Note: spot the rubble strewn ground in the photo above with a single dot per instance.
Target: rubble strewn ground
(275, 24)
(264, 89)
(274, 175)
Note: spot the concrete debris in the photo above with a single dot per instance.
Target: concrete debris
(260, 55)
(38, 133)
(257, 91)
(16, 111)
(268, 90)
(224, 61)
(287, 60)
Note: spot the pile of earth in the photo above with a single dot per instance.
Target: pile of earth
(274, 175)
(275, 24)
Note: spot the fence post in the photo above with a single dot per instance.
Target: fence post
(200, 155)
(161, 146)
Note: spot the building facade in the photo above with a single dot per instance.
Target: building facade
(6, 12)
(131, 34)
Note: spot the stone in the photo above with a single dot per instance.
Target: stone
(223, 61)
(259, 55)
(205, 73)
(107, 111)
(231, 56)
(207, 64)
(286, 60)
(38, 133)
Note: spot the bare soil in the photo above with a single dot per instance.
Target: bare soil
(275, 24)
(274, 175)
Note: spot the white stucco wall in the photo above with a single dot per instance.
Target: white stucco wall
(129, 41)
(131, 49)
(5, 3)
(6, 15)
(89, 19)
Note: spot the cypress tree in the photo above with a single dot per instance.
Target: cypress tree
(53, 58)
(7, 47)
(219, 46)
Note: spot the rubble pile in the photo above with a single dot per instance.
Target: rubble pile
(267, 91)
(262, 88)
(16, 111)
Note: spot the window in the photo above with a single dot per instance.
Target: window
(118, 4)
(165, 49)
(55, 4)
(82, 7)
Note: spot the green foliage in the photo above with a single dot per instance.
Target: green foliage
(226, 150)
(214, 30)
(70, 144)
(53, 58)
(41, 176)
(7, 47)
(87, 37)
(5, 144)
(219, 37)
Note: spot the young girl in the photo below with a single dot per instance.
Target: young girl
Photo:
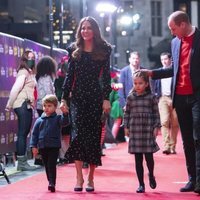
(141, 123)
(46, 136)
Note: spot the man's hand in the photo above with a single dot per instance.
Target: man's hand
(148, 71)
(106, 106)
(35, 151)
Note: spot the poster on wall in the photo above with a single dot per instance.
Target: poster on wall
(11, 49)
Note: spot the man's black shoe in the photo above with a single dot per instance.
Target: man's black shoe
(189, 187)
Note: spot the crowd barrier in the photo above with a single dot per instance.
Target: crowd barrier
(11, 49)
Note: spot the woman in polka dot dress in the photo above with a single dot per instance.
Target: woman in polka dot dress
(88, 85)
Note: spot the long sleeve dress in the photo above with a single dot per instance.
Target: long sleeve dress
(141, 117)
(88, 81)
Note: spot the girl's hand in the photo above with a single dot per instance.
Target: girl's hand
(106, 106)
(35, 151)
(156, 131)
(126, 132)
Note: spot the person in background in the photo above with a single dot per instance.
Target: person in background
(116, 112)
(168, 117)
(45, 75)
(21, 99)
(185, 73)
(89, 62)
(141, 124)
(58, 83)
(46, 137)
(126, 75)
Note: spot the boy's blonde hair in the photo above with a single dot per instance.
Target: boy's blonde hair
(50, 98)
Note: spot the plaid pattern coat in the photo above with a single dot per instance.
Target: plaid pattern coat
(141, 117)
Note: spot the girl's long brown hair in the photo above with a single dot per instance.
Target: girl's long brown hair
(145, 77)
(23, 60)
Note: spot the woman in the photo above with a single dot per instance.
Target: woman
(21, 99)
(88, 81)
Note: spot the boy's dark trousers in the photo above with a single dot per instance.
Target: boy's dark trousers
(49, 157)
(139, 166)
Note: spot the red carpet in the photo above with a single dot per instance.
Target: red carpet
(116, 179)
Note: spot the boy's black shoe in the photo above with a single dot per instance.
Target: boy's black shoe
(197, 188)
(189, 187)
(51, 188)
(85, 165)
(152, 182)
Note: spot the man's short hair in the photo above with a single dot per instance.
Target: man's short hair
(50, 98)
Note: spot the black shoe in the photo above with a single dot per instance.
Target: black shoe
(173, 151)
(141, 189)
(85, 165)
(90, 187)
(51, 188)
(189, 187)
(197, 188)
(78, 189)
(167, 152)
(152, 182)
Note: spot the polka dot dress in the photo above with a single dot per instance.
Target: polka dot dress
(89, 83)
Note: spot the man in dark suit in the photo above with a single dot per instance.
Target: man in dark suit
(126, 75)
(185, 49)
(168, 117)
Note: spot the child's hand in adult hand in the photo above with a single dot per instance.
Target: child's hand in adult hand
(35, 151)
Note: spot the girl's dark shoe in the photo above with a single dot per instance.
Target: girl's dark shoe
(51, 188)
(79, 186)
(141, 189)
(152, 182)
(197, 188)
(90, 186)
(85, 165)
(78, 189)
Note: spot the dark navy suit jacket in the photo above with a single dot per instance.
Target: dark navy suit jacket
(194, 64)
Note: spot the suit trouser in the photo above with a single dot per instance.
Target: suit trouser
(169, 122)
(49, 157)
(139, 166)
(188, 112)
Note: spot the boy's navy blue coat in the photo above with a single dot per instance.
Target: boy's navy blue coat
(47, 131)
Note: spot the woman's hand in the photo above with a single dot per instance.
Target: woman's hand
(63, 106)
(106, 106)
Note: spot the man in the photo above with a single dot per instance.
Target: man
(126, 77)
(186, 90)
(168, 117)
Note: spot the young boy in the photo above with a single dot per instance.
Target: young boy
(46, 136)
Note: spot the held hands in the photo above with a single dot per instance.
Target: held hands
(34, 151)
(149, 72)
(106, 106)
(63, 106)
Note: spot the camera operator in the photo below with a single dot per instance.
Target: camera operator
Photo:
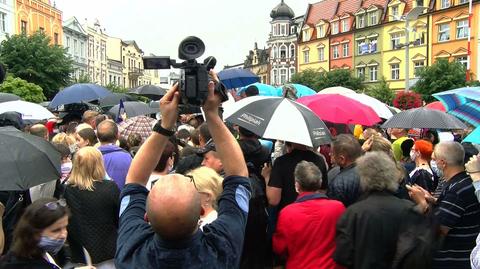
(172, 239)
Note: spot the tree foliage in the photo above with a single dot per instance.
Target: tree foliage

■ **Task instructions**:
Would you please copy, word for word, everything above from the line containing "Target: black shoe" down to the line containing "Note: spot the dark", those two lines included?

■ **Exercise result**:
Target: black shoe
(173, 151)
(141, 189)
(85, 165)
(90, 187)
(51, 188)
(189, 187)
(197, 188)
(78, 189)
(167, 152)
(152, 182)
Note: spot the polka dot dress in the photo above with a single dot per instance.
Target: polka dot dress
(89, 83)
Note: spot the man in dark suit in the photo above with a single dot per instance.
Target: man in dark suit
(126, 75)
(185, 49)
(168, 117)
Note: spot the child's hand in adult hand in the photo above with a single dot per instance.
Target: child's hand in adult hand
(35, 151)
Note: spot the girl's dark shoe in the photo above with a single dot per instance.
Target: girl's dark shoe
(51, 188)
(79, 186)
(141, 189)
(152, 182)
(197, 188)
(90, 186)
(85, 165)
(78, 189)
Note: spot the dark navy suit jacket in the photo above with a single dot per instance.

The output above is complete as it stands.